TEXTO PROPORCIONADO:
== == ==

A los doce años era ya una criatura extraordinaria. Después, lo maravilloso rodea su vida. Era la santa, según decían los romanos. ¡Qué asombro causaba ver a aquella mujer nobilísima, sin rival en Roma por sus riquezas y el esplendor de su casa, vestida con sencilla túnica de lana, sin acordarse del oro, de las sedas, de los adornos y joyas que su marido, Lorenzo de Ponciani, había reunido para ella en cantidad fabulosa! Un día las gentes la vieron, estupefactas, guiando por las avenidas del Foro, donde sus antepasados habían arrastrado brocados y púrpuras, un asnillo cargado con un haz de leña y un fardo de ropas. No faltó quien la creyó loca, ni tampoco quien juzgase estos actos hijos de un espíritu avaricioso y mezquino. Iba en busca de los desgraciados, a las buhardillas sórdidas, donde los enfermos aguardaban la luz de su sonrisa; a los zaquizamís, donde se amontonaban los niños de caras pálidas y hambrientas.
Esta era toda su ambición: mitigar el dolor, aliviar la pobreza. Y es que ella sabía lo que era sufrir. El rey de Nápoles había tomado a Roma. Su casa fue saqueada, sus bienes confiscados, desterrado su marido, y su hijo llevado en rehenes. Mientras tanto, ella alababa a Dios, y Dios se lo devolvió todo mejorado, como al patriarca de Hus. Así, el matrimonio iba puliendo aquella alma. Santa Francisca había hecho propósito de no casarse; pero su confesor aconsejóla que no se resistiese a las instancias de sus padres. Se casó, y todo en su vida vino a probar que había hecho bien. Ama de casa, supo poner en ella una seriedad cristiana y una serena alegría. A sus domésticas llamábalas hermanas, y como a hermanas las trataba. La maternidad fue para ella una grande alegría, y no dudó consagrarle los más profundos afectos de su alma. Crió a sus hijos con su propia leche, enseñóles el temor de Dios, y ellos fueron dignos de tal madre. La temprana muerte de su hijo Evangelista fue uno de los grandes goces de su vida. Fue una muerte extraordinaria: «Veo—decía el joven—a San Antonio y San Onofre, que vienen a buscarme para conducirme al Cielo.»

== == ==

SECCIÓN DE DATOS:

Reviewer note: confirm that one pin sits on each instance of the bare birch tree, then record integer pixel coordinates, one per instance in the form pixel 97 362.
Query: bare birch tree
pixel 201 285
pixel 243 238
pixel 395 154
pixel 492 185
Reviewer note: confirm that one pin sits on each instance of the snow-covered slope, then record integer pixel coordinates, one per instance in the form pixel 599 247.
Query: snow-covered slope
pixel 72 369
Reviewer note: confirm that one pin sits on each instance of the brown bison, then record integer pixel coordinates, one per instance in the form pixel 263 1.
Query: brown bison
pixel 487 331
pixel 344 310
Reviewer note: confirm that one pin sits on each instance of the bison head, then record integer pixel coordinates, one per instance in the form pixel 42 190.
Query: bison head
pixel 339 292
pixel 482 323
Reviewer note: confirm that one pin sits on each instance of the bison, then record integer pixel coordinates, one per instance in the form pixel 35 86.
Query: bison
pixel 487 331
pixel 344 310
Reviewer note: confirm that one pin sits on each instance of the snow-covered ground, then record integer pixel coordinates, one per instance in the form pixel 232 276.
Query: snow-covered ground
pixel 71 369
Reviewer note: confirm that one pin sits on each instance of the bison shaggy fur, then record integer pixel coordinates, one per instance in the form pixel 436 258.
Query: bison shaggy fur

== == ==

Según el texto sobre Santa Francisca, ¿cómo llamaba ella a sus domésticas?

RESULTADO OBTENIDO:
Las llamaba hermanas.